(Records from a point labeling set)

_ _ _ _ _ _ _

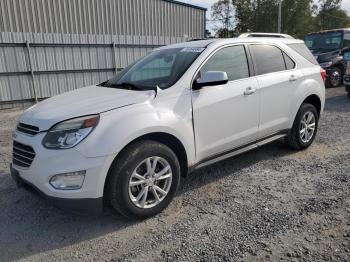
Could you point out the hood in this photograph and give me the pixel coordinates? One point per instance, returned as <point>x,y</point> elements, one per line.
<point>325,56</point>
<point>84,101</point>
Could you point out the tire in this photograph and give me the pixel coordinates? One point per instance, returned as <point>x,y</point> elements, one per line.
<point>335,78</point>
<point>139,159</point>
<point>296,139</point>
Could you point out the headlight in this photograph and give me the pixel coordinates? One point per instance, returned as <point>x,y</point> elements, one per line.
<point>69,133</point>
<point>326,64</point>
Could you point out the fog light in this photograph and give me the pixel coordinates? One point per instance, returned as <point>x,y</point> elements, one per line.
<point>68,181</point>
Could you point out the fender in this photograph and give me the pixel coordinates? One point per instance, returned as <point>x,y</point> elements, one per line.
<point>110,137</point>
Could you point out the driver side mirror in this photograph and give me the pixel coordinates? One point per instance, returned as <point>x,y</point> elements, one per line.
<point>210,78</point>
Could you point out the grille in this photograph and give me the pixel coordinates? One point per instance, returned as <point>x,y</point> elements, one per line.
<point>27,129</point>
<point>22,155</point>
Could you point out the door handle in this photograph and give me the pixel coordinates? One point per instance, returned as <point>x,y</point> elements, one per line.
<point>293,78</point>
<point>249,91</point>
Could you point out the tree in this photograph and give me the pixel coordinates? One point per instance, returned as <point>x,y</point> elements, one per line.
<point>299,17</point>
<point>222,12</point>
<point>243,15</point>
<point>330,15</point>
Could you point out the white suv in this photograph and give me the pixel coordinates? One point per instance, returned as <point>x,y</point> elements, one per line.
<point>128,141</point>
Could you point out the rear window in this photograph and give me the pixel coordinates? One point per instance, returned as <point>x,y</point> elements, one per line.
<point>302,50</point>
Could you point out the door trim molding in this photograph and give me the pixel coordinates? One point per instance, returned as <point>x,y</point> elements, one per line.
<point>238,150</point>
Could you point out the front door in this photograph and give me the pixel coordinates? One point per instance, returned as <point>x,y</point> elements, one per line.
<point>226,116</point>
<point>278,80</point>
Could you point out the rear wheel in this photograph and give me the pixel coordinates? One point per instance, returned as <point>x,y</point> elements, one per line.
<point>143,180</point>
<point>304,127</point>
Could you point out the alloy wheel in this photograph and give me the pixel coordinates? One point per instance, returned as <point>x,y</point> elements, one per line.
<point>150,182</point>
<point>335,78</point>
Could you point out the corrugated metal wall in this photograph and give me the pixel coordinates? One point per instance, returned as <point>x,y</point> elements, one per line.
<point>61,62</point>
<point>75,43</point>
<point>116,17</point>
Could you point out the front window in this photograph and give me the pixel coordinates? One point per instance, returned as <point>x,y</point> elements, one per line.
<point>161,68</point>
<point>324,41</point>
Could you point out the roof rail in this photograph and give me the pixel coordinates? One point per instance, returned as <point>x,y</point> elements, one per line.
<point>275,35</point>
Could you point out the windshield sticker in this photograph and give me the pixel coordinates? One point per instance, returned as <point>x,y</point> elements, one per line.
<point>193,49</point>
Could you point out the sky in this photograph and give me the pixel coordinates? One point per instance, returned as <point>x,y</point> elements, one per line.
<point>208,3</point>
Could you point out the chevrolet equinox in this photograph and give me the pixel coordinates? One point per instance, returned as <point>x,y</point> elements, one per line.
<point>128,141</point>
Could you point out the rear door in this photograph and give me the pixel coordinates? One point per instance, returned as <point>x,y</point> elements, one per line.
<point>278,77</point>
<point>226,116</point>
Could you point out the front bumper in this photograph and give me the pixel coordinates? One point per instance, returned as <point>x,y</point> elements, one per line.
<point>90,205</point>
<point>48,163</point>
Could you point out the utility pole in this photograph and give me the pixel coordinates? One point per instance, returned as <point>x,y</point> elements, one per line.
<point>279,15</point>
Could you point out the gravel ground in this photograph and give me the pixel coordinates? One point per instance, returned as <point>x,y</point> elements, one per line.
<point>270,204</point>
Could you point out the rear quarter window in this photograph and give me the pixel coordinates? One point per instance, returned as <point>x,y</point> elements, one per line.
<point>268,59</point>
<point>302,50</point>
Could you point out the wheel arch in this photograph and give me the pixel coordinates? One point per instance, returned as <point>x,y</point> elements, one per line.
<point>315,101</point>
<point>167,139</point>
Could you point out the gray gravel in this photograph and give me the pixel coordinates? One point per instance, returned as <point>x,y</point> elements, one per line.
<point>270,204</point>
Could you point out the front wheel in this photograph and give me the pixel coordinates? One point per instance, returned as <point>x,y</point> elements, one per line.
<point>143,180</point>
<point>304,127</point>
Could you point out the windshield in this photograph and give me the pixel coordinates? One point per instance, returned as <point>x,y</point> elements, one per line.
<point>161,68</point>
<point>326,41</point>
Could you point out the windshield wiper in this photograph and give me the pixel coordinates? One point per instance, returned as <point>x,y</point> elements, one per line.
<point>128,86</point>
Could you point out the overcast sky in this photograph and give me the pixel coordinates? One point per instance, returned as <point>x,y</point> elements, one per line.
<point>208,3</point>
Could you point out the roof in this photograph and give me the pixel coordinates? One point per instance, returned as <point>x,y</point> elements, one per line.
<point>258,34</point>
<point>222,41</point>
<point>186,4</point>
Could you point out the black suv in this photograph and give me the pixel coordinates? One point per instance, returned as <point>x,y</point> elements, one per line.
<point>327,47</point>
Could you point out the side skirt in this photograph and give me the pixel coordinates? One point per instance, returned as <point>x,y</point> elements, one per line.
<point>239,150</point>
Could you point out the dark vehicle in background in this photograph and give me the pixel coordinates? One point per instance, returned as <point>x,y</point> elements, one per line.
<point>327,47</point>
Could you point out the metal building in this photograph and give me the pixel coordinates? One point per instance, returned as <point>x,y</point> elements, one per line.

_ _ _ _ _ _ _

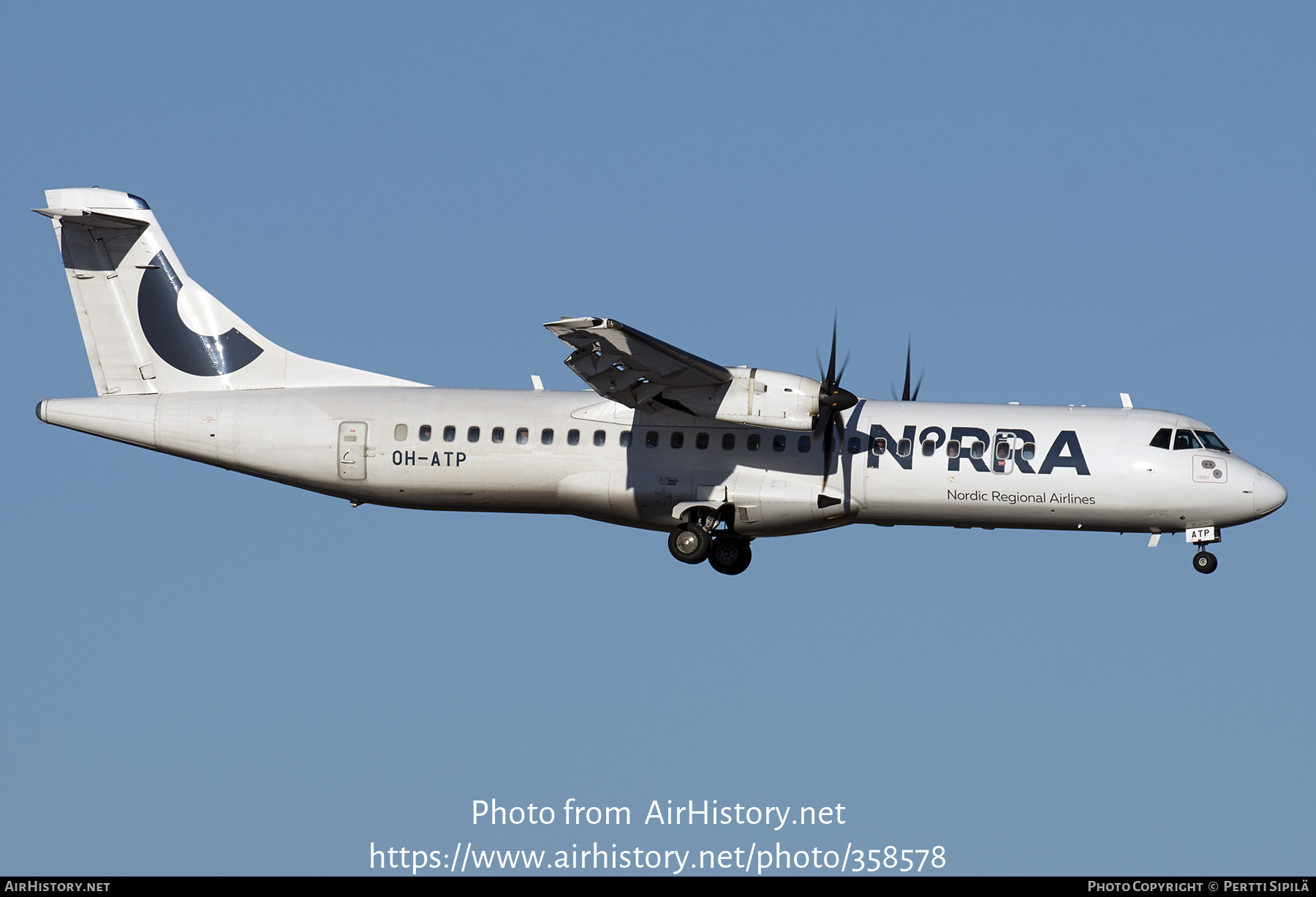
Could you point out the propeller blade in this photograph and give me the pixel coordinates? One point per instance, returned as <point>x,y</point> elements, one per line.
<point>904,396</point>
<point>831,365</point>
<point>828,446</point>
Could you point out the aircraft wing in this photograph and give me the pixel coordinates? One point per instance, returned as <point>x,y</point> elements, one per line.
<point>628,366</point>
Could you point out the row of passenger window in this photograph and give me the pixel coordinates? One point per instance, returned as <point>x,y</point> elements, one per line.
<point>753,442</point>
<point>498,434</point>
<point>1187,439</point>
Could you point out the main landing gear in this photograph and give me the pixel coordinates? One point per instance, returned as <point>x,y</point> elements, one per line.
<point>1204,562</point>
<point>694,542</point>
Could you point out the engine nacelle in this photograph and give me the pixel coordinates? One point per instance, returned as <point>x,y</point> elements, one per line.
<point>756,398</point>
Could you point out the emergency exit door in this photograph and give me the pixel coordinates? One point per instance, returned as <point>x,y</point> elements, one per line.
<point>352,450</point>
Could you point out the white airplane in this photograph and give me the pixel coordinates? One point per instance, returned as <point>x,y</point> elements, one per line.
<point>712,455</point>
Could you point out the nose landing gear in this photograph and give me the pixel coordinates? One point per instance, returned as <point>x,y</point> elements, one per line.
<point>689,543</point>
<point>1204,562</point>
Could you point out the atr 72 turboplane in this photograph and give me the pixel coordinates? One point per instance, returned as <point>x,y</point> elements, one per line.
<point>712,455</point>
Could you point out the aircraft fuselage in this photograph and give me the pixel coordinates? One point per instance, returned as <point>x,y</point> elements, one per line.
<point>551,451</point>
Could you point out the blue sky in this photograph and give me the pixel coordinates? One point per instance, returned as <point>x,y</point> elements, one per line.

_ _ _ _ _ _ _

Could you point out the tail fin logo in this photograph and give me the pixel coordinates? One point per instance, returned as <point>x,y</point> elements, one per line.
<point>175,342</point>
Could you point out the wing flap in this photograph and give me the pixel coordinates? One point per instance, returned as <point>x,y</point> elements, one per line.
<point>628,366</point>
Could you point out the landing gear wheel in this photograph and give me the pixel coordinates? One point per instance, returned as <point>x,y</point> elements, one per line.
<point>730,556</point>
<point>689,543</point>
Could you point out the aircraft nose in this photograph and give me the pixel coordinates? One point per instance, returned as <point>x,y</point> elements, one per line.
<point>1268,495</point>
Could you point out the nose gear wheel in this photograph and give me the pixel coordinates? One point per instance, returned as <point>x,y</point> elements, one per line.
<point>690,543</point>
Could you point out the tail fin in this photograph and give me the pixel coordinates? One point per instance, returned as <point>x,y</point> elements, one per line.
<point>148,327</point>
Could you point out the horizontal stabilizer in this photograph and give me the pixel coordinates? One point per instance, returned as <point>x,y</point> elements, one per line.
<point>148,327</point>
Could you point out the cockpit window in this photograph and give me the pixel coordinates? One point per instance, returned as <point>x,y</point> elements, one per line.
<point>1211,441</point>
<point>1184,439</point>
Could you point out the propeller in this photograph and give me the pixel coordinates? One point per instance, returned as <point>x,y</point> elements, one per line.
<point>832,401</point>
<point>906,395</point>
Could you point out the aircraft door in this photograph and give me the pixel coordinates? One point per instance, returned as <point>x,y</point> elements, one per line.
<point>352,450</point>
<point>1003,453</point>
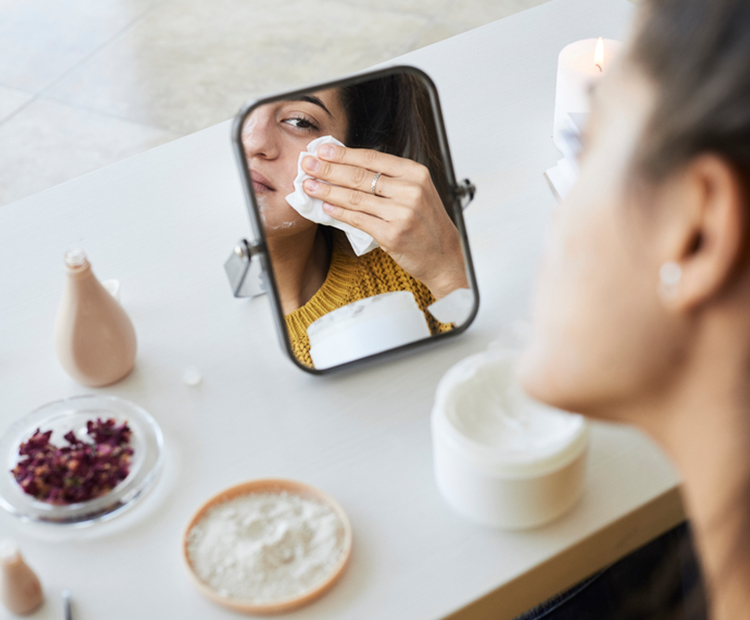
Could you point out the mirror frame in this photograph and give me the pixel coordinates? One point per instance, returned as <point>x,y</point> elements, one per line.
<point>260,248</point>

_ _ _ _ _ _ _

## Written exercise:
Reproduce word for word the lines above, from the one containing "Could you point out the emergency" through the one containing "Could you point out the blue", with both of those lines included.

## Problem solution:
Could you point out the emergency exit door in this photograph and give me the pixel coordinates? One point per instance, returned as <point>x,y</point> elements, one per line.
<point>352,450</point>
Could you point out the white airplane in this photograph and give me the pixel coordinates? One point per instance, returned as <point>x,y</point> elements, one per line.
<point>712,455</point>
Could you point out the nose landing gear in this photograph and give me the pixel coordinates? One point per instance, returned as <point>x,y</point> elements, one per line.
<point>689,543</point>
<point>1204,562</point>
Could you point out the atr 72 turboplane in this photograph and give me the pixel coordinates? One point per instance, returned as <point>x,y</point> elements, one per line.
<point>712,455</point>
Could you point out the aircraft fuselage in this photograph and give me the pixel coordinates? One point per instance, returned as <point>x,y</point> elements, one per line.
<point>551,451</point>
Could you point out the blue sky in this photograph and give me the pixel coordinates? One point per instance, returned as <point>x,y</point> elements, one per line.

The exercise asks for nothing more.